Count the lines of the items below that contain the word "foliage", treating uppercase and lowercase as different, and give only that number.

======== Available data

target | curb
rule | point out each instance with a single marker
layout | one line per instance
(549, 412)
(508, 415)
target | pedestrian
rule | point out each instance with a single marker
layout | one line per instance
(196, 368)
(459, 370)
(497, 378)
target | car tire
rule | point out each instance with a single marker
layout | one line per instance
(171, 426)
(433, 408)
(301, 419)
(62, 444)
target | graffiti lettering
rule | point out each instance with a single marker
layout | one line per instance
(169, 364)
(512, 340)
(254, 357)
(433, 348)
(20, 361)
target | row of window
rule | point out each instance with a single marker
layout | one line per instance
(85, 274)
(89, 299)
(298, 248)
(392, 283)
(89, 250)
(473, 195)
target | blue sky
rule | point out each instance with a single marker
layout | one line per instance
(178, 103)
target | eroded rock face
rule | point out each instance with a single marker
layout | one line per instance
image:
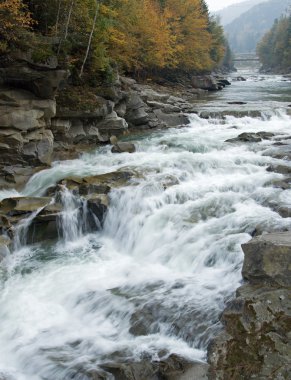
(256, 343)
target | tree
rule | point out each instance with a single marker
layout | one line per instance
(15, 20)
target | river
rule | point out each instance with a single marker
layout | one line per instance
(155, 280)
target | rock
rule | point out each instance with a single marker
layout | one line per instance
(240, 79)
(113, 124)
(172, 368)
(245, 137)
(223, 81)
(123, 147)
(24, 135)
(265, 135)
(43, 83)
(102, 181)
(22, 205)
(167, 108)
(256, 341)
(268, 259)
(136, 114)
(205, 82)
(281, 169)
(171, 120)
(285, 212)
(238, 103)
(283, 184)
(97, 205)
(5, 242)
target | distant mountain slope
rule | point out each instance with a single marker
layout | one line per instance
(245, 31)
(230, 13)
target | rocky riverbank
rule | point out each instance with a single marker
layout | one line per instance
(43, 118)
(255, 342)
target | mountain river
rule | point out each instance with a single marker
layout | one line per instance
(155, 280)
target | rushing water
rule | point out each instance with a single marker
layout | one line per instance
(156, 279)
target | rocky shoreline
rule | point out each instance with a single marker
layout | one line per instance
(35, 129)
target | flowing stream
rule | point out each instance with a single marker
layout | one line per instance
(156, 278)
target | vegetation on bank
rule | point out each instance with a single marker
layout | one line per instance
(98, 36)
(274, 50)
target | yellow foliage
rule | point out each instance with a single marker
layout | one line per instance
(148, 35)
(14, 17)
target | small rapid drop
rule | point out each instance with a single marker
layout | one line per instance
(155, 279)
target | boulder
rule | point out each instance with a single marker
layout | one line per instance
(43, 83)
(102, 181)
(281, 169)
(24, 135)
(171, 119)
(22, 205)
(246, 137)
(123, 147)
(205, 82)
(113, 124)
(136, 114)
(172, 368)
(268, 259)
(5, 243)
(256, 341)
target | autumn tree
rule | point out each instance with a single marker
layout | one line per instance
(14, 21)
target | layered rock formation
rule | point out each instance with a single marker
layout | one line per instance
(256, 342)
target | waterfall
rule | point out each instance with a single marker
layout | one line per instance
(155, 279)
(70, 221)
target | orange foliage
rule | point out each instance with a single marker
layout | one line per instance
(148, 35)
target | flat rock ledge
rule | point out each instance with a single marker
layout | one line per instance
(256, 340)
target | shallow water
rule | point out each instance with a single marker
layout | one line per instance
(156, 279)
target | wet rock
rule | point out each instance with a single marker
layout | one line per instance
(281, 169)
(245, 137)
(224, 81)
(22, 205)
(283, 184)
(121, 147)
(24, 135)
(167, 108)
(265, 135)
(43, 83)
(172, 368)
(205, 82)
(5, 243)
(256, 342)
(113, 124)
(108, 180)
(171, 120)
(268, 259)
(240, 79)
(285, 212)
(237, 103)
(97, 205)
(136, 114)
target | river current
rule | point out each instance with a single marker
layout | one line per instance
(155, 280)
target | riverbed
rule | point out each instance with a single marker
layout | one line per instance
(155, 280)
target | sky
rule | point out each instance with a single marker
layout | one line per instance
(215, 5)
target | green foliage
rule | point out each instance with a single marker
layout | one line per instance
(274, 50)
(135, 35)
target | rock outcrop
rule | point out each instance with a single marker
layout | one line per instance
(256, 341)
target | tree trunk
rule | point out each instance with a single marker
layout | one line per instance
(58, 18)
(90, 39)
(69, 19)
(67, 25)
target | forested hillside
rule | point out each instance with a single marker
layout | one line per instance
(246, 31)
(98, 36)
(230, 13)
(274, 49)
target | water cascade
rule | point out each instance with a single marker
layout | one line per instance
(155, 279)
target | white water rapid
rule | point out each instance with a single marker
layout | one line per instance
(156, 278)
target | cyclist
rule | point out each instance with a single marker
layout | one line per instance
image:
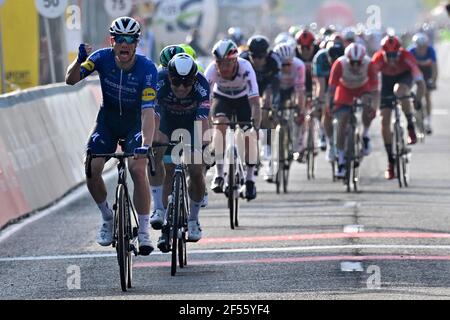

================

Exercise output
3